## Your instructions
Put the stretch of the listing from its start through the line containing "[394,0,568,62]", both ends included, into a JSON list of strings, one string per line and blank lines omitted.

Entries drawn from a collection

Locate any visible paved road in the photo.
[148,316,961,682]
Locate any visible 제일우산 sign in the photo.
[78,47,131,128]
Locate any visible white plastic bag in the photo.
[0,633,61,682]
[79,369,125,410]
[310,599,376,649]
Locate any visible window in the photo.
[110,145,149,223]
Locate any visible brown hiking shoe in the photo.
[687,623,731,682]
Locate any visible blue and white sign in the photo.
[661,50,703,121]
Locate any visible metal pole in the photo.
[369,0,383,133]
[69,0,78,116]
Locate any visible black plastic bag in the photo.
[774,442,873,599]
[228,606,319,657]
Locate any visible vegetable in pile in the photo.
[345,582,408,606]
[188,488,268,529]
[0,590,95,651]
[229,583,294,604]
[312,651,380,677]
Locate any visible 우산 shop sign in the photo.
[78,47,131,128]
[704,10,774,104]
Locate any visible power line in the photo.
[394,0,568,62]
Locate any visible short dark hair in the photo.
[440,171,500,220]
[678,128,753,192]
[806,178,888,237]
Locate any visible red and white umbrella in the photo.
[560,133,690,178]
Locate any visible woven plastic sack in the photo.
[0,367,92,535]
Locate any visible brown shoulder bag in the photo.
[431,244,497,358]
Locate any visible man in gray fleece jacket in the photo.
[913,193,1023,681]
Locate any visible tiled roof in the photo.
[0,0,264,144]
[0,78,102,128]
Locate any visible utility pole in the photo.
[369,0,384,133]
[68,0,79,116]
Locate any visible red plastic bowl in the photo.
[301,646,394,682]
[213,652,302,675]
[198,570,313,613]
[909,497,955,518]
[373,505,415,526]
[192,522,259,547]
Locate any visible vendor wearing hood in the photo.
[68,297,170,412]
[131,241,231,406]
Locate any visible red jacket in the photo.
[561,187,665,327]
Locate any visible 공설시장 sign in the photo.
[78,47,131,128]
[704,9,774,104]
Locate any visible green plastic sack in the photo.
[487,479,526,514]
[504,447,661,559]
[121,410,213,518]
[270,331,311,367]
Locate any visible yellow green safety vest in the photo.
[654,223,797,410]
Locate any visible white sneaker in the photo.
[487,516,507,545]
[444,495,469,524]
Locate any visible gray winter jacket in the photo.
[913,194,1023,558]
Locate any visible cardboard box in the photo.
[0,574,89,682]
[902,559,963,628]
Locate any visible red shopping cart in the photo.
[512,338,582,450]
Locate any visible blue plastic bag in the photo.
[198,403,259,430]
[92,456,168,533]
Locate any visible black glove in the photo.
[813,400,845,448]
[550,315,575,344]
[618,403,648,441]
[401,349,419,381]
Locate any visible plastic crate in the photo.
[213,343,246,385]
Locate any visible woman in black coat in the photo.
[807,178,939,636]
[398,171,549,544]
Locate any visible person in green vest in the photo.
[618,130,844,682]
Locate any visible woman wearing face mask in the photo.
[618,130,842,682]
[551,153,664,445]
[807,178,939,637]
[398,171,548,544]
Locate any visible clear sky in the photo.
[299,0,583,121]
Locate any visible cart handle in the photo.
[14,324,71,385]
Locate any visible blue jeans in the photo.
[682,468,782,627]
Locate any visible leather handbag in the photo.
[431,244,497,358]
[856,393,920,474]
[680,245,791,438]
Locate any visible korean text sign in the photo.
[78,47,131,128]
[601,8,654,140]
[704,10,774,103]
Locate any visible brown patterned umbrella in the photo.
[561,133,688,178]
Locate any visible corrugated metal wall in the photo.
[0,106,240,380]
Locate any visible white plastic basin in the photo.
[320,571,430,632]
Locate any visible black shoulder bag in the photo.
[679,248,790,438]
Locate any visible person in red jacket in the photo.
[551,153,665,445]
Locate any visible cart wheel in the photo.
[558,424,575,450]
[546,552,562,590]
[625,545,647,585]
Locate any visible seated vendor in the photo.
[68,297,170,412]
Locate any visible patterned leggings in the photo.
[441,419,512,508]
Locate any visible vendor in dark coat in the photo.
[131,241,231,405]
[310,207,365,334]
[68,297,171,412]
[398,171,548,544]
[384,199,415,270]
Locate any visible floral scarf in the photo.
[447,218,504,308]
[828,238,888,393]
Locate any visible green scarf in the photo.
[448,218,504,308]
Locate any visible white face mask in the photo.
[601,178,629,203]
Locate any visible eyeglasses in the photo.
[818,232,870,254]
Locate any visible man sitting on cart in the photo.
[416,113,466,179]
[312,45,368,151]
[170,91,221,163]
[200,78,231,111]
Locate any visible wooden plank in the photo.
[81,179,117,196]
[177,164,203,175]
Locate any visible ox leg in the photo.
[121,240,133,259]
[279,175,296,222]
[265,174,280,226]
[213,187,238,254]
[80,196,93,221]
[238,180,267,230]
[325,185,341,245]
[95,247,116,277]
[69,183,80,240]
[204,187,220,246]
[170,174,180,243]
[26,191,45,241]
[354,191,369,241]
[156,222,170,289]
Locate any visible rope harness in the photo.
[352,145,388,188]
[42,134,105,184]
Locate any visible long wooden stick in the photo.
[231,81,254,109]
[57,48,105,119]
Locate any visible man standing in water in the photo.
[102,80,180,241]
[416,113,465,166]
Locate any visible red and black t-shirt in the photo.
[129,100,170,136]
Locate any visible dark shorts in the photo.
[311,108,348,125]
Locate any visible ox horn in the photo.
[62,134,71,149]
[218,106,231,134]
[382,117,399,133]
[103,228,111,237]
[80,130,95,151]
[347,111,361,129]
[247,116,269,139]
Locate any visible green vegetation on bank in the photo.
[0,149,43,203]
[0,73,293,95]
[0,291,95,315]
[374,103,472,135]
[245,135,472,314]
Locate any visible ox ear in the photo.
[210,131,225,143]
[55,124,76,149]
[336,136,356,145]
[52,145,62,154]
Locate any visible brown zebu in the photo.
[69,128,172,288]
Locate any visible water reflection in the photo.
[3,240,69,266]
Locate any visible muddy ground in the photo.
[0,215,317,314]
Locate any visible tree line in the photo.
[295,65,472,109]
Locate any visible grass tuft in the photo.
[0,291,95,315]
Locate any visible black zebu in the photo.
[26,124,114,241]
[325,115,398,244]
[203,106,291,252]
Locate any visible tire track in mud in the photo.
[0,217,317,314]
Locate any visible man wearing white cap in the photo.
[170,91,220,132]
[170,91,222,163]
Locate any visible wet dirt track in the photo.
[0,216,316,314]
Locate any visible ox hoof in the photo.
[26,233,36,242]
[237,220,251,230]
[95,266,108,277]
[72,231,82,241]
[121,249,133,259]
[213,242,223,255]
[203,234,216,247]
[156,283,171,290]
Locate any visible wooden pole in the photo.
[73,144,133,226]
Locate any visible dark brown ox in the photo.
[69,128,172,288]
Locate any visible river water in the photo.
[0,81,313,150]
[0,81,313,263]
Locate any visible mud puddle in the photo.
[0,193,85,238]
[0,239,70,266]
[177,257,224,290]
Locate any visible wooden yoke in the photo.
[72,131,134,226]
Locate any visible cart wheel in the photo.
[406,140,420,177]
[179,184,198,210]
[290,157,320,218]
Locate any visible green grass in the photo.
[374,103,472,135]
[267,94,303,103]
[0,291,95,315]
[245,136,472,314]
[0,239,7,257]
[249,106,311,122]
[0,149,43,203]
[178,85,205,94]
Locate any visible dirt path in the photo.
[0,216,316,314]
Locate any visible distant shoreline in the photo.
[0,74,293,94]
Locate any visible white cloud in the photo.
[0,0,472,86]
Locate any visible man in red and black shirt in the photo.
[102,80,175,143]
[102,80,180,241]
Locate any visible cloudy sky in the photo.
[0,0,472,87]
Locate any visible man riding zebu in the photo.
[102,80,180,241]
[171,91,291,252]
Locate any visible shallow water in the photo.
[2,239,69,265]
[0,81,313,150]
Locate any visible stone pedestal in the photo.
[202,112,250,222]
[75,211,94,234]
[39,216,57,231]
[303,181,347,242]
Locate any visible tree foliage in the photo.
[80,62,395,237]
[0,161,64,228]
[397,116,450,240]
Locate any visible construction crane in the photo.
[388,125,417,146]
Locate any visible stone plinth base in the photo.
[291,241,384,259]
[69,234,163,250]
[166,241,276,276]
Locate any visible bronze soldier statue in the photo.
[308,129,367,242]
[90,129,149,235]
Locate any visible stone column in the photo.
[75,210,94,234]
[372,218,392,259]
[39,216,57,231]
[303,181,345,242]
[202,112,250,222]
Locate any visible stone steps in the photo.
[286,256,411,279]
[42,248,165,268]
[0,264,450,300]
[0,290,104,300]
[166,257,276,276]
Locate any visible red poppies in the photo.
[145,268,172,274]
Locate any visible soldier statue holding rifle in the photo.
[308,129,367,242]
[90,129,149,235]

## Worked answer
[
  "Locate any visible paved road in the photo.",
  "[148,316,961,682]",
  "Locate any visible 제일우산 sign in the photo.",
  "[78,47,131,128]",
  "Locate any visible white plastic bag in the photo.",
  "[0,633,61,682]",
  "[79,369,125,410]",
  "[310,599,376,649]",
  "Locate any visible window in the photo.",
  "[110,145,149,223]",
  "Locate any visible brown hiking shoe in the photo.",
  "[687,623,731,682]",
  "Locate any visible blue and white sign in the photo.",
  "[661,50,703,121]",
  "Locate any visible metal pole in the photo.",
  "[369,0,383,133]",
  "[69,0,78,116]",
  "Locate any visible black plastic bag in the photo.",
  "[774,442,873,599]",
  "[228,606,319,657]",
  "Locate any visible vegetable in pile in the photo.",
  "[345,582,408,606]",
  "[188,488,268,529]",
  "[0,590,95,651]",
  "[229,583,294,604]",
  "[312,651,380,677]",
  "Locate any visible 우산 shop sign in the photo.",
  "[78,47,131,128]",
  "[704,10,774,104]",
  "Locate any visible power line in the photo.",
  "[394,0,568,62]"
]